• Problem description:
In the article below on juvenile detention in New Orleans during Hurricane Katrina, how many people under 17 were stranded at the parish prison after riding out the storm?

• Document passage:
□ □ □ □ □ □ □

When Hurricane Katrina crashed into the Orleans Parish juvenile detention center, 15-year-old Eddie Fenceroy spent three days without anything to eat or drink, standing in sewage-filled water that reached past his hips, he said.
"It had feces and stuff floating around in it, but some people drank it anyway because they were so thirsty," said Fenceroy, who spoke at a news conference held on Tuesday by the Juvenile Justice Project of Louisiana.
The group released a study on conditions that juveniles encountered while imprisoned in New Orleans during Katrina, saying they highlight an already flawed system.
"It's been a truly terrible place for a long time," said Derwyn Bunton, the group's assistant director.
Even before Katrina, the group said, juveniles faced unsanitary conditions, inadequate education, poor medical services and violence at the hands of guards or fellow prisoners at the city's two juvenile facilities: the parish prison and the Youth Study Center.
Katrina only magnified the problems, Bunton said, noting that neither the city nor the prison had adequate evacuation plans for adult or juvenile detainees.
Youngsters from the center were evacuated to the parish prison, where 150 people under 17 were stranded after riding out the storm. The parish prison also houses adult prisoners.
The young prisoners eventually were evacuated to a nearby highway overpass, where they were held at gunpoint with adult prisoners, Bunton said.
In response to the report, a spokeswoman for Sheriff Marlin Gusman, who runs the parish prison, said he has pledged not to hold juveniles in the facility again.
That would eliminate one problem for reformers, who believe juveniles should not be imprisoned with adults.
The group also is asking Mayor Ray Nagin and Lieutenant Governor Mitch Landrieu, who is running against Nagin in the election next Saturday, to fund alternatives to detention, improve the public defender system for young people and limit the population at the city-run detention center.

□ □ □ □ □ □ □

• Entries supplied:
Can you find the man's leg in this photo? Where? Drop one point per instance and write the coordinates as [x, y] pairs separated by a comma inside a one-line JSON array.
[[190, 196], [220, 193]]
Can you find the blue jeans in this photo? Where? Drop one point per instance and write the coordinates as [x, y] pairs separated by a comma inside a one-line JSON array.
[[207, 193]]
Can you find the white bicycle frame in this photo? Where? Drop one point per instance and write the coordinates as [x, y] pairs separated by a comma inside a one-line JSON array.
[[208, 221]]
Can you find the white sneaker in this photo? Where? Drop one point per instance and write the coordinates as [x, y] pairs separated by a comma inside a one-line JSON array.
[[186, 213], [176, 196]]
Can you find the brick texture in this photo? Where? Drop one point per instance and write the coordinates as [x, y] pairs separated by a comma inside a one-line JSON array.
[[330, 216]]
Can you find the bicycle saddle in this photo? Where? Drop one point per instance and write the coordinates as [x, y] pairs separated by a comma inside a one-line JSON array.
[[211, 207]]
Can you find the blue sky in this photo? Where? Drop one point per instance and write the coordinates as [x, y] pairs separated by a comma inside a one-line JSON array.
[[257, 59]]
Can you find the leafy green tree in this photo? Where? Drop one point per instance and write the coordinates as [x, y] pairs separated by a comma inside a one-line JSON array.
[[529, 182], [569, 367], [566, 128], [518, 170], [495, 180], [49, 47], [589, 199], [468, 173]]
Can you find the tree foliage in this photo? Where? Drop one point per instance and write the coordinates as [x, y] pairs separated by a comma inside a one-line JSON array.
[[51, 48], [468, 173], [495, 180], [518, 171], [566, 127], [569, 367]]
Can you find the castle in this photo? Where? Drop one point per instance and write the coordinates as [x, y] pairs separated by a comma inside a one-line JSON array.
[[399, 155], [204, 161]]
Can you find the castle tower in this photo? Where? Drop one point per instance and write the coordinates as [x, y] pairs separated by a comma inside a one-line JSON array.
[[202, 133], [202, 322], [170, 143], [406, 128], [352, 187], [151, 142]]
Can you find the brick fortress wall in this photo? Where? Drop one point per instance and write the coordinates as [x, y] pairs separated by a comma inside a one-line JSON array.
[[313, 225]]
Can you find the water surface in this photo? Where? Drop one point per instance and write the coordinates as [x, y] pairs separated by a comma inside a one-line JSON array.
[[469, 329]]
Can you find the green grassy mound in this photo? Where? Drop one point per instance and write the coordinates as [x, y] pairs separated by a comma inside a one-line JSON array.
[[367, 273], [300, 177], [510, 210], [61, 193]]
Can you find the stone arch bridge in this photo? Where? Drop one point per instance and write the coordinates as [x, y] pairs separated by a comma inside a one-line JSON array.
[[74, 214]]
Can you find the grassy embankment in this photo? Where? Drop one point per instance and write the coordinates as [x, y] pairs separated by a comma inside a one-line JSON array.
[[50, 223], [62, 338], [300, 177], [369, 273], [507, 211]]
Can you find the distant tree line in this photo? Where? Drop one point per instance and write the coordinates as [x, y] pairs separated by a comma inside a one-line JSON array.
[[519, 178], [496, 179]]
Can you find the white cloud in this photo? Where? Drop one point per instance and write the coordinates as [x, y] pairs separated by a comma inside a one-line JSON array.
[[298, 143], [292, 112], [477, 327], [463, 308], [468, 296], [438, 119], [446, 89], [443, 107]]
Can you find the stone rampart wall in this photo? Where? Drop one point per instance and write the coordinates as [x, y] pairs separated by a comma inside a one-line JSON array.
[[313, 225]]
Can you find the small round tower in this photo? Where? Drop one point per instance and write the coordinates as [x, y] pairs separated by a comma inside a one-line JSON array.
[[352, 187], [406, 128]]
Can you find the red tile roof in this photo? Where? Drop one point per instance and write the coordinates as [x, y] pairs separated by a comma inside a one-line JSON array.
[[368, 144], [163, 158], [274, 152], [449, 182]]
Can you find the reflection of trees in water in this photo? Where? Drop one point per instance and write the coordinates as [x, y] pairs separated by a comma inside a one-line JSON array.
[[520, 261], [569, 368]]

□ □ □ □ □ □ □

• Reply to the task:
150